Les petites communautés à majorité chrétienne comme Lolo ou Mbilé, le village
voisin, sont devenues, presque du jour au lendemain, principalement musulmanes
(la religion des réfugiés). Les rares centres de santé, écoles et points d’eau
et les autres ressources disponibles sont surexploités en raison de cette
explosion démographique soudaine.
La
ville frontière de Kenzou fait partie des zones qui ont été particulièrement
affectées entre février et mars, au moment du pic des arrivées de réfugiés.
Selon Emmanuel Halpha, le préfet de la région de Batouri, dans l’est du
Cameroun, la population de Kenzou « a triplé en un temps record ».
M.
Halpha a souligné les ajustements inévitables qui ont dû être faits, les coûts
encourus et les tensions pouvant apparaître à la suite d’un tel afflux.
« Il y
a eu un impact sur le coût de la vie. Les denrées de base coûtent maintenant
plus cher et quelques articles sont désormais difficiles à trouver. Des conflits
agropastoraux ont également éclaté. La population locale doit composer avec
l’arrivée des réfugiés et de leur bétail, et cela entraîne des disputes au sujet
de l’utilisation des terres agricoles. »
«
Nous avons établi les sites de réfugiés dans des régions où il y avait déjà
des services essentiels comme des centres de santé et des écoles, mais lorsqu’un
village qui compte normalement 1 500 ou 2 000 habitants doit accueillir d’un
seul coup plusieurs milliers de personnes, ces structures sont débordées. »
+ + + + + + +
Consigne 1: Dans le texte sur l'afflux de réfugiés dans l'est du Cameroun, pourquoi les centres de santé et les écoles sont-ils débordés, alors que les sites de réfugiés ont été établis là où ces services existaient déjà ? Répondez en une à trois phrases.
+ + + + + + +
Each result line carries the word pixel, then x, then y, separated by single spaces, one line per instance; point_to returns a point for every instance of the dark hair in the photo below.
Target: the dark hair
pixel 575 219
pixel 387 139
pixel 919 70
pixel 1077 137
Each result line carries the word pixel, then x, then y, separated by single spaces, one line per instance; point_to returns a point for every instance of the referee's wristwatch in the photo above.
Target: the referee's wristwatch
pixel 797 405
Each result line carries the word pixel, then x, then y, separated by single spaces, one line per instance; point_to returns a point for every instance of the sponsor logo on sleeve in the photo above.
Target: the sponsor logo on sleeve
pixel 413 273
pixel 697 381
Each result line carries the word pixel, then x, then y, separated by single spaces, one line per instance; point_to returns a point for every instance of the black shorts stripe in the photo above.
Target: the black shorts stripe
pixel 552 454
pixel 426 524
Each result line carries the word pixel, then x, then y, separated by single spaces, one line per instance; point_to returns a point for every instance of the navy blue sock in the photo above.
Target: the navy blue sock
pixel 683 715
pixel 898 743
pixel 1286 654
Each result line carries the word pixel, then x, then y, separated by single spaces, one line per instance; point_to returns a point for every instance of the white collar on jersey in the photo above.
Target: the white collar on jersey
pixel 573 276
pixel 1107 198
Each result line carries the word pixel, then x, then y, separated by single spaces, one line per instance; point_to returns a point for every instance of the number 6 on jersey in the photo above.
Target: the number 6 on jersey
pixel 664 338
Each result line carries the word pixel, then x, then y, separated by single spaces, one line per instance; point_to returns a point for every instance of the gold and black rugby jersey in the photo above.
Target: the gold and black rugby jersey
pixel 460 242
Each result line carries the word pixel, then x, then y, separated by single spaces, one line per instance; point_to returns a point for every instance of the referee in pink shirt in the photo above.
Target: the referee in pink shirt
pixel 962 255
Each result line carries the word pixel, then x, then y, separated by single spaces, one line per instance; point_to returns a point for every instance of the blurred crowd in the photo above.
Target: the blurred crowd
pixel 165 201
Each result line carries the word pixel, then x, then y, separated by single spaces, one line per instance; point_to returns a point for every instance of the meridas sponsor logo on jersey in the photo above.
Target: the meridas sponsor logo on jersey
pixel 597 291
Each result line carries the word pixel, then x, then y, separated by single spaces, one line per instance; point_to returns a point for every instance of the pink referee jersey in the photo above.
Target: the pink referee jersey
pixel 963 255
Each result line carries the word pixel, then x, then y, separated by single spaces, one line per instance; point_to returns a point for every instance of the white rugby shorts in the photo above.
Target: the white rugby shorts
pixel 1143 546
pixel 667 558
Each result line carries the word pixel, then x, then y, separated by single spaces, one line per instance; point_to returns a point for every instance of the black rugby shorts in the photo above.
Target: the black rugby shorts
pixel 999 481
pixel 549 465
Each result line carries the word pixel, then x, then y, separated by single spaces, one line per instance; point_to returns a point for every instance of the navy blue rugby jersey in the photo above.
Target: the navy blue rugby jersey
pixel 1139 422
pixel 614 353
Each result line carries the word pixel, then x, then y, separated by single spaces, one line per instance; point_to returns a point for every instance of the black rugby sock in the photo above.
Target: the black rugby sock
+ + + + + + +
Consigne 2: Convertissez en liste numérotée les lignes du listing, de celle qui contient « stripe in the photo above. » à celle qui contient « pixel 664 338 », ces deux lignes comprises. Omettez les lignes vides.

Réponse complète 1: Un village qui compte normalement 1 500 ou 2 000 habitants doit accueillir d'un seul coup plusieurs milliers de personnes. Ces structures ne suffisent donc plus.

Réponse complète 2:
1. Each result line carries the word pixel, then x, then y, separated by single spaces, one line per instance; point_to returns a point for every instance of the black shorts stripe in the photo above.
2. Target: the black shorts stripe
3. pixel 552 454
4. pixel 426 524
5. Each result line carries the word pixel, then x, then y, separated by single spaces, one line per instance; point_to returns a point for every instance of the navy blue sock in the photo above.
6. Target: the navy blue sock
7. pixel 683 715
8. pixel 898 743
9. pixel 1286 654
10. Each result line carries the word pixel, then x, then y, separated by single spaces, one line per instance; point_to returns a point for every instance of the white collar on jersey in the photo above.
11. Target: the white collar on jersey
12. pixel 573 276
13. pixel 1107 198
14. Each result line carries the word pixel, then x, then y, separated by single spaces, one line per instance; point_to returns a point for every instance of the number 6 on jersey in the photo above.
15. Target: the number 6 on jersey
16. pixel 664 338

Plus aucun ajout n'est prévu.